Reproduce the listing below verbatim, from its first line through the line containing "[440,450,547,590]", both ends included.
* * *
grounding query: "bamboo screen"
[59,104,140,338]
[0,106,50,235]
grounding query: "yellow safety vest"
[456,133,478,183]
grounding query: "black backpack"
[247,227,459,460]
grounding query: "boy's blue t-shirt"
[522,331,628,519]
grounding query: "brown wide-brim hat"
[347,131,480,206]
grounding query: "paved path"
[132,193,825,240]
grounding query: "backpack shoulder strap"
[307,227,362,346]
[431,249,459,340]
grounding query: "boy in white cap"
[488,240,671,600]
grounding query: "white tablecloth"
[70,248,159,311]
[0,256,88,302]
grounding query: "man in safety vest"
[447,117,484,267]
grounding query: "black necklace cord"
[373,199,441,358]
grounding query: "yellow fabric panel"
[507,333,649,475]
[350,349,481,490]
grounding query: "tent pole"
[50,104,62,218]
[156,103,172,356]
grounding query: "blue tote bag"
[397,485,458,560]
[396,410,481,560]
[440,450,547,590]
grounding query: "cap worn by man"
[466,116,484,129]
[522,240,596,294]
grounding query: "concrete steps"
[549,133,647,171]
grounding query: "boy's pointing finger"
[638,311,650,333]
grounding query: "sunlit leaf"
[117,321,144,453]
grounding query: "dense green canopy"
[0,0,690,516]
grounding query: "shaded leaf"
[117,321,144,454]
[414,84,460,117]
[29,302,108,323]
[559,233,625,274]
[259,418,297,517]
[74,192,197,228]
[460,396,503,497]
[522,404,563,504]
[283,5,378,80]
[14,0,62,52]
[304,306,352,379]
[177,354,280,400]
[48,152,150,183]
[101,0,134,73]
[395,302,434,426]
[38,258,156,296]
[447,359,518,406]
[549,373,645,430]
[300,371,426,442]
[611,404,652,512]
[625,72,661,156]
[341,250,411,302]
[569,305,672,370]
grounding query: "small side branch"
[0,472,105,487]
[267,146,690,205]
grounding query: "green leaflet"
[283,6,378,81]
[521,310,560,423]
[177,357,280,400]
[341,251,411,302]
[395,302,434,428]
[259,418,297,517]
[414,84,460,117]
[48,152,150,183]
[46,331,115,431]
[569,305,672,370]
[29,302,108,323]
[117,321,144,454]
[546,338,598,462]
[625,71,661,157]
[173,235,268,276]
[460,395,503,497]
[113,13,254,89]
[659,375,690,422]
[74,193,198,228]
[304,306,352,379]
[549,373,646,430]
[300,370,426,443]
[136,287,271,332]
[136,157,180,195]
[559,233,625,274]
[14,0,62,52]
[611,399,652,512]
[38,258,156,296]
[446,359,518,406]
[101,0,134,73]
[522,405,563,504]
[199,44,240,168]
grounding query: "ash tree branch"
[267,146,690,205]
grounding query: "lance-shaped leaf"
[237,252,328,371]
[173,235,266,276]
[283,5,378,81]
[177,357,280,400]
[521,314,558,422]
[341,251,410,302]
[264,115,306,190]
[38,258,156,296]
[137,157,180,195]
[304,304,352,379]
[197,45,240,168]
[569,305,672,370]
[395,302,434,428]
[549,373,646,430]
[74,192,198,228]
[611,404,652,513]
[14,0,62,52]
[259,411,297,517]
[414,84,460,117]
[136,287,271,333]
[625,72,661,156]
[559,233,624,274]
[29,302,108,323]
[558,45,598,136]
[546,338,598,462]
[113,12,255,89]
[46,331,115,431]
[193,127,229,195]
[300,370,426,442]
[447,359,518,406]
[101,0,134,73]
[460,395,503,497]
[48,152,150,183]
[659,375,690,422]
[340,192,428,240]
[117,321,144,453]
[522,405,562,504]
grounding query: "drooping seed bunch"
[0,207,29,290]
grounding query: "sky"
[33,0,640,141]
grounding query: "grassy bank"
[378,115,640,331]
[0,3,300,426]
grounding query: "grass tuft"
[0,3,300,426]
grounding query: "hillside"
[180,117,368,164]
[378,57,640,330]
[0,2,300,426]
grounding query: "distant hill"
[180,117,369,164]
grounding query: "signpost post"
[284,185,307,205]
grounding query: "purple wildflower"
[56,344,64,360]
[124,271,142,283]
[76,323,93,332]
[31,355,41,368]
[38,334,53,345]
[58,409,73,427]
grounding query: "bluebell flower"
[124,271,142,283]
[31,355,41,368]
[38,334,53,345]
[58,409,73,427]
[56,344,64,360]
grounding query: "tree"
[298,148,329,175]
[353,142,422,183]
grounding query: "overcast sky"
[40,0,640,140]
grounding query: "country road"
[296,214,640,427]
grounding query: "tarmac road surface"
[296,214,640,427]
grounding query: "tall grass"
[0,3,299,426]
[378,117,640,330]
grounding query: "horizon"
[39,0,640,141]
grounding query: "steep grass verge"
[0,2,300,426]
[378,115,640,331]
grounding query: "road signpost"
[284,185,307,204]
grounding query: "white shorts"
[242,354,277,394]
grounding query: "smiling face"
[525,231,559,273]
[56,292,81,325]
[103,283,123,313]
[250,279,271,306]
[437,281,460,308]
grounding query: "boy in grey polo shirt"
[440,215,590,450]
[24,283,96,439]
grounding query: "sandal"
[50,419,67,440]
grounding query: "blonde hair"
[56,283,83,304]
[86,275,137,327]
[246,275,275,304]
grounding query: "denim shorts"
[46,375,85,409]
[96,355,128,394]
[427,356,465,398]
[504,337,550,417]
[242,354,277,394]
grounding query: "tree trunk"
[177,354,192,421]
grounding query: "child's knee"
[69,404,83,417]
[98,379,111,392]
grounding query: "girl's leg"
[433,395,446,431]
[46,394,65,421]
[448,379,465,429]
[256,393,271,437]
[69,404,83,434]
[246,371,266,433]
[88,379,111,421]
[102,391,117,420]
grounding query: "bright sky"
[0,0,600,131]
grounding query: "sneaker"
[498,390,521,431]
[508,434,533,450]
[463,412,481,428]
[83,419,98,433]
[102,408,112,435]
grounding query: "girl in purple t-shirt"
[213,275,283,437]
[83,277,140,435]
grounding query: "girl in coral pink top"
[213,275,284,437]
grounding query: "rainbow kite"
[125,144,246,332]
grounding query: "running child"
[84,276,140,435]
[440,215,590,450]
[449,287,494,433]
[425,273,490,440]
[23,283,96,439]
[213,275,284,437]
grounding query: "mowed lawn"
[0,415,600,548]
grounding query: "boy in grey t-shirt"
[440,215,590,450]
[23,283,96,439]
* * *
• RESPONSE TO THE EXERCISE:
grounding query: "bamboo screen"
[59,104,140,338]
[0,106,50,235]
grounding query: "yellow safety vest"
[456,133,478,183]
grounding query: "black backpack"
[247,227,459,460]
grounding query: "boy's blue t-shirt"
[522,331,628,519]
grounding query: "brown wide-brim hat"
[347,131,480,206]
grounding query: "paved path"
[132,193,825,240]
grounding query: "backpack shoulder strap"
[307,227,362,346]
[431,249,459,340]
grounding query: "boy in white cap"
[488,240,671,600]
grounding query: "white tablecloth"
[70,248,159,311]
[0,256,88,302]
grounding query: "man in safety vest"
[447,117,484,267]
grounding query: "black necklace cord"
[373,199,441,358]
grounding query: "yellow fabric panel"
[507,333,649,475]
[350,349,481,490]
grounding query: "tent pole"
[50,104,62,218]
[156,103,172,356]
grounding query: "blue tote bag"
[397,485,458,560]
[396,410,481,560]
[440,450,547,590]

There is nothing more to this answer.